> Task requirements
Render all the rows below as a Markdown table with two columns, Number and Line, giving each nonblank line its own number. Leave the pictures out.
○ ○ ○ ○ ○
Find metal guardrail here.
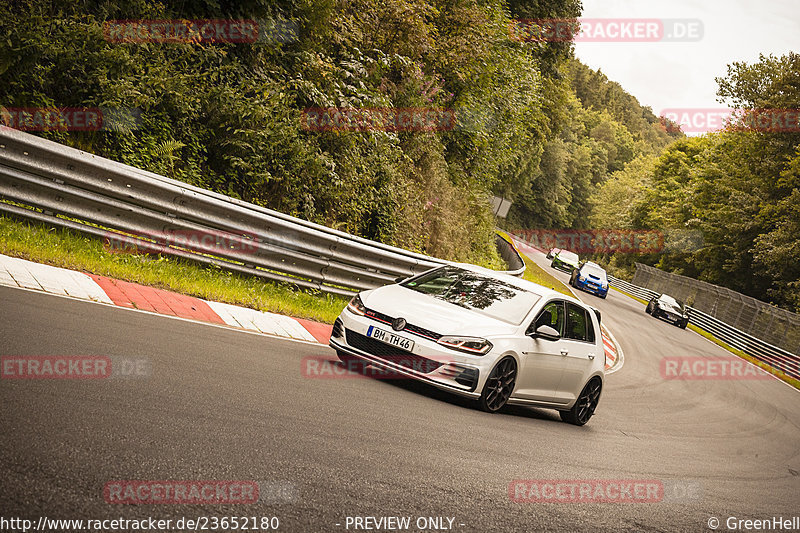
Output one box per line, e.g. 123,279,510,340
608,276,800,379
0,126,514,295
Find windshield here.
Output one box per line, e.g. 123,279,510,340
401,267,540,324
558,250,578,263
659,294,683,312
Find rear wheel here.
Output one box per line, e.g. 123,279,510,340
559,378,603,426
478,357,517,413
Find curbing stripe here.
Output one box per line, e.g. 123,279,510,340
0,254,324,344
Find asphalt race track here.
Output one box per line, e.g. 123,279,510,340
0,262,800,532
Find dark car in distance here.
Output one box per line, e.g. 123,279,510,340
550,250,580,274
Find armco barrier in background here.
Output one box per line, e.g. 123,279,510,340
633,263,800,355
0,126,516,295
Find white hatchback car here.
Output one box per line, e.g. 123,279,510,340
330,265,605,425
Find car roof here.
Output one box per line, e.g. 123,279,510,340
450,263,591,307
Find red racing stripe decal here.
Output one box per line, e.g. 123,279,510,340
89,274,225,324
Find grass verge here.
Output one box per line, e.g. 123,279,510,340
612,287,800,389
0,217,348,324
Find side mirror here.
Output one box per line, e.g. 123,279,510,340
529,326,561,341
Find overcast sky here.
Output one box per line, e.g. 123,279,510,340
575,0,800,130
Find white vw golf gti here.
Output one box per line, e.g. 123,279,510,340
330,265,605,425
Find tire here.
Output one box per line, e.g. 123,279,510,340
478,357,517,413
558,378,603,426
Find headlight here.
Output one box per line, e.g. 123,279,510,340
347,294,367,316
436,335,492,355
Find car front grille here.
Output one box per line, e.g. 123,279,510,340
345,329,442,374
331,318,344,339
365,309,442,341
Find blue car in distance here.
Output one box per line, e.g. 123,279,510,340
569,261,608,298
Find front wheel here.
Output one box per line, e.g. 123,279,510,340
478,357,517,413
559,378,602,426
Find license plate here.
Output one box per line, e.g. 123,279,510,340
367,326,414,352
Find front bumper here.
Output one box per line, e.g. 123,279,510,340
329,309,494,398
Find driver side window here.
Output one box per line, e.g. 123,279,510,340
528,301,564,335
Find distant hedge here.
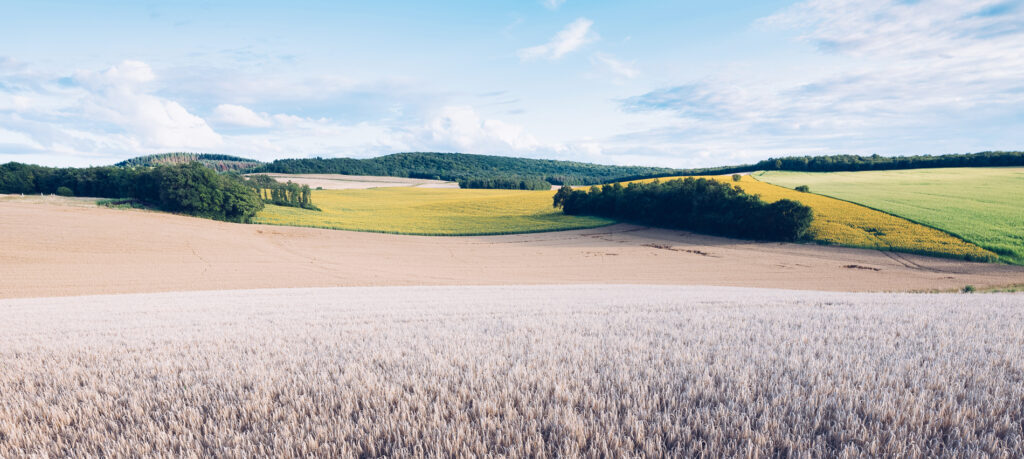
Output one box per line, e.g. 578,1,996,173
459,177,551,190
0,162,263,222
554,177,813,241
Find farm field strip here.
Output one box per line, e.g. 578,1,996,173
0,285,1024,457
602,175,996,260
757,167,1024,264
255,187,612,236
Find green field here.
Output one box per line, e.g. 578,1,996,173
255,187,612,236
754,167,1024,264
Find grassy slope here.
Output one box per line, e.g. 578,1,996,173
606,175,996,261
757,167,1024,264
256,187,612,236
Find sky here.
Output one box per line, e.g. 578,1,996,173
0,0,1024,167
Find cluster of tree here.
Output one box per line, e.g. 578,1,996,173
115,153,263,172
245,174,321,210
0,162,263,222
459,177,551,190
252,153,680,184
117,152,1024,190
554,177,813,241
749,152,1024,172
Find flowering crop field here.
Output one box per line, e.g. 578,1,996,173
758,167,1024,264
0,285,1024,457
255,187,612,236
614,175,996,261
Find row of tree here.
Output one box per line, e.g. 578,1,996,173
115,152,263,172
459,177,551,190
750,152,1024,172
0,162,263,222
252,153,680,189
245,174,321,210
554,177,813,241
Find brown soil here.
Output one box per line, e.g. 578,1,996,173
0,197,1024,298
○ ○ ○ ○ ○
> Final result
| Number | Line |
|---|---|
| 1 | Find metal guardrail here. |
| 2 | Output one box per line, e.g. 123,279,510,340 |
| 3 | 608,276,800,379 |
| 4 | 0,126,514,295 |
| 5 | Find windshield here. |
| 6 | Output one box per line, e.g. 123,279,510,340 |
| 7 | 401,267,540,324 |
| 8 | 558,250,578,263 |
| 9 | 659,294,683,312 |
| 10 | Find rear wheel here. |
| 11 | Output one box per line, e.g. 123,279,510,340 |
| 12 | 559,378,603,426 |
| 13 | 478,357,517,413 |
| 14 | Find curbing stripe here. |
| 15 | Output one box per line, e.g. 123,279,510,340 |
| 16 | 0,254,324,344 |
| 17 | Find asphalt race track here. |
| 18 | Output one box per line, e.g. 123,279,510,340 |
| 19 | 0,262,800,532 |
| 20 | Find dark car in distance here. |
| 21 | Output one box per line, e.g. 123,279,510,340 |
| 22 | 550,250,580,274 |
| 23 | Find armco barrier in background here. |
| 24 | Output one box per line, e.g. 123,279,510,340 |
| 25 | 633,263,800,355 |
| 26 | 0,126,516,295 |
| 27 | Find white hatchback car here. |
| 28 | Output one box per line, e.g. 123,279,510,340 |
| 29 | 330,265,605,425 |
| 30 | Find car roof here. |
| 31 | Output one box per line, e.g. 123,279,510,340 |
| 32 | 450,263,591,307 |
| 33 | Find red racing stripe decal here. |
| 34 | Output one box per line, e.g. 123,279,510,340 |
| 35 | 89,274,225,324 |
| 36 | Find grass verge here. |
| 37 | Output one box per line, e.g. 123,279,510,340 |
| 38 | 612,287,800,389 |
| 39 | 0,217,348,324 |
| 40 | Find side mirror here. |
| 41 | Output one box per line, e.g. 123,279,510,340 |
| 42 | 529,326,561,341 |
| 43 | Find overcast sky here. |
| 44 | Output one box per line, e.g. 123,279,510,340 |
| 45 | 575,0,800,130 |
| 46 | Find white vw golf gti here. |
| 47 | Output one box per line, e.g. 123,279,510,340 |
| 48 | 330,265,605,425 |
| 49 | Find tire here. |
| 50 | Output one box per line, e.g. 123,279,510,340 |
| 51 | 478,357,517,413 |
| 52 | 558,378,603,426 |
| 53 | Find headlight here. |
| 54 | Output one box per line, e.g. 123,279,510,340 |
| 55 | 347,294,367,316 |
| 56 | 436,335,492,355 |
| 57 | Find car front grille here. |
| 58 | Output one box per line, e.g. 123,279,510,340 |
| 59 | 345,329,442,374 |
| 60 | 331,318,344,339 |
| 61 | 365,309,442,341 |
| 62 | Find blue car in distance here. |
| 63 | Output one box per line, e.g. 123,279,510,340 |
| 64 | 569,261,608,298 |
| 65 | Find front wheel here. |
| 66 | Output one box per line, e.g. 123,279,510,340 |
| 67 | 478,357,517,413 |
| 68 | 559,378,602,426 |
| 69 | Find license plate here. |
| 70 | Output one box per line, e.g. 123,279,510,340 |
| 71 | 367,326,414,352 |
| 72 | Find front bumper here. |
| 73 | Output one box per line, e.g. 123,279,510,340 |
| 74 | 329,309,494,398 |
| 75 | Find driver side window here. |
| 76 | Output one box per line, e.g. 123,279,510,340 |
| 77 | 528,301,564,335 |
| 78 | Find distant hedge here. |
| 79 | Output one box per line, e.g. 578,1,996,173 |
| 80 | 459,177,551,190 |
| 81 | 0,162,263,222 |
| 82 | 554,177,813,241 |
| 83 | Find farm field strip here. |
| 84 | Output one box per line, e.g. 578,1,996,173 |
| 85 | 0,285,1024,457 |
| 86 | 602,175,996,260 |
| 87 | 757,167,1024,264 |
| 88 | 255,187,612,236 |
| 89 | Find green field here. |
| 90 | Output one box per line, e.g. 578,1,996,173 |
| 91 | 255,187,612,236 |
| 92 | 754,167,1024,264 |
| 93 | Find grassy slope here. |
| 94 | Output one box per line, e.g. 578,1,996,173 |
| 95 | 606,175,996,261 |
| 96 | 757,167,1024,264 |
| 97 | 256,187,612,236 |
| 98 | Find sky here. |
| 99 | Output one box per line, e.g. 578,1,996,173 |
| 100 | 0,0,1024,167 |
| 101 | Find cluster of tree here. |
| 102 | Output one box per line, e.g. 578,1,996,173 |
| 103 | 115,153,263,172 |
| 104 | 245,174,321,210 |
| 105 | 0,162,263,222 |
| 106 | 459,177,551,190 |
| 107 | 252,153,680,184 |
| 108 | 117,152,1024,190 |
| 109 | 554,177,813,241 |
| 110 | 749,152,1024,172 |
| 111 | Find flowering crop field here. |
| 112 | Output one box per line, e.g. 578,1,996,173 |
| 113 | 758,167,1024,264 |
| 114 | 0,285,1024,457 |
| 115 | 255,187,612,236 |
| 116 | 614,175,996,261 |
| 117 | Find row of tree here. |
| 118 | Output one box per line, e.g. 578,1,996,173 |
| 119 | 115,152,263,172 |
| 120 | 459,177,551,190 |
| 121 | 750,152,1024,172 |
| 122 | 0,162,263,222 |
| 123 | 252,153,680,189 |
| 124 | 245,174,321,210 |
| 125 | 554,177,813,241 |
| 126 | Find brown soil here. |
| 127 | Output one box per line, e.g. 578,1,996,173 |
| 128 | 0,197,1024,298 |